== PROMPT ==
Each entry below is to be copied verbatim.
[Opening DATA FOR REVIEW section]
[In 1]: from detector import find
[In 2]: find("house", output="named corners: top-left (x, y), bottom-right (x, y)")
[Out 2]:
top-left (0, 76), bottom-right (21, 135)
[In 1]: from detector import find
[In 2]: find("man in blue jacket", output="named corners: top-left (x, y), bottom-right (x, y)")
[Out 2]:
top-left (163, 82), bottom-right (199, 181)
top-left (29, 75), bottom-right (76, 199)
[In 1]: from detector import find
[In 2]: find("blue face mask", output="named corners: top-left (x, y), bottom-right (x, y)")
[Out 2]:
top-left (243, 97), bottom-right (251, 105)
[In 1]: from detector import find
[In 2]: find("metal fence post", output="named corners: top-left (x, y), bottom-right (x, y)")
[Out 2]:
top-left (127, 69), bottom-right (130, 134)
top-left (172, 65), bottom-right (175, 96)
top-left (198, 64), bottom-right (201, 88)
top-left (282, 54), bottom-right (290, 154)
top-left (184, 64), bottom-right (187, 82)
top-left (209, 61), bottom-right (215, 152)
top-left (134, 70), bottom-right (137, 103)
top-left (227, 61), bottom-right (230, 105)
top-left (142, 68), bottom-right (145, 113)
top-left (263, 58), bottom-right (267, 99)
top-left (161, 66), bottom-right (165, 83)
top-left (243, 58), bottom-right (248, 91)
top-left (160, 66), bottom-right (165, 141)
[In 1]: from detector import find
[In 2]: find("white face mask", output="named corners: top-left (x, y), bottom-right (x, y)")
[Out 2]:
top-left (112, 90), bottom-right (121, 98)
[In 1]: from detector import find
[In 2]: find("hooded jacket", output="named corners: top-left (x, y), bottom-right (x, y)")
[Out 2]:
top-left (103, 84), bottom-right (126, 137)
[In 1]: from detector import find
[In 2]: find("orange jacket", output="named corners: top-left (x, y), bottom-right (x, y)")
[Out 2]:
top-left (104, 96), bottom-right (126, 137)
[Closing DATA FOR REVIEW section]
== RESULT OF THIS TASK ==
[In 1]: from detector import find
[In 2]: find("house", output="named corners: top-left (x, y), bottom-right (x, y)")
[Out 2]:
top-left (0, 76), bottom-right (21, 135)
[In 1]: from detector import find
[In 2]: find("man in blue jacket", output="named corners: top-left (x, y), bottom-right (x, y)")
[Out 2]:
top-left (163, 82), bottom-right (199, 181)
top-left (29, 75), bottom-right (76, 199)
[In 1]: from detector import find
[In 2]: find("blue face mask", output="named corners: top-left (x, y), bottom-right (x, y)")
[Out 2]:
top-left (243, 97), bottom-right (251, 105)
[In 1]: from detector import find
[In 2]: find("metal fence post", output="named corners: top-left (x, y), bottom-right (x, y)")
[Out 2]:
top-left (127, 69), bottom-right (130, 134)
top-left (172, 65), bottom-right (175, 96)
top-left (198, 64), bottom-right (201, 88)
top-left (282, 54), bottom-right (290, 154)
top-left (184, 64), bottom-right (187, 82)
top-left (209, 61), bottom-right (215, 152)
top-left (134, 70), bottom-right (137, 103)
top-left (227, 61), bottom-right (230, 105)
top-left (142, 68), bottom-right (145, 113)
top-left (263, 58), bottom-right (267, 99)
top-left (161, 66), bottom-right (165, 83)
top-left (243, 58), bottom-right (248, 91)
top-left (160, 66), bottom-right (165, 141)
[In 1]: from detector import find
[In 2]: find("white face mask", output="named corners: top-left (x, y), bottom-right (x, y)")
[Out 2]:
top-left (112, 90), bottom-right (121, 98)
[In 1]: from detector import find
[In 2]: find("hooded jacket", output="named corners: top-left (x, y), bottom-right (x, y)")
[Out 2]:
top-left (103, 84), bottom-right (126, 137)
[In 1]: from detector import find
[In 2]: find("orange jacket", output="named corners: top-left (x, y), bottom-right (x, y)")
[Out 2]:
top-left (104, 96), bottom-right (126, 137)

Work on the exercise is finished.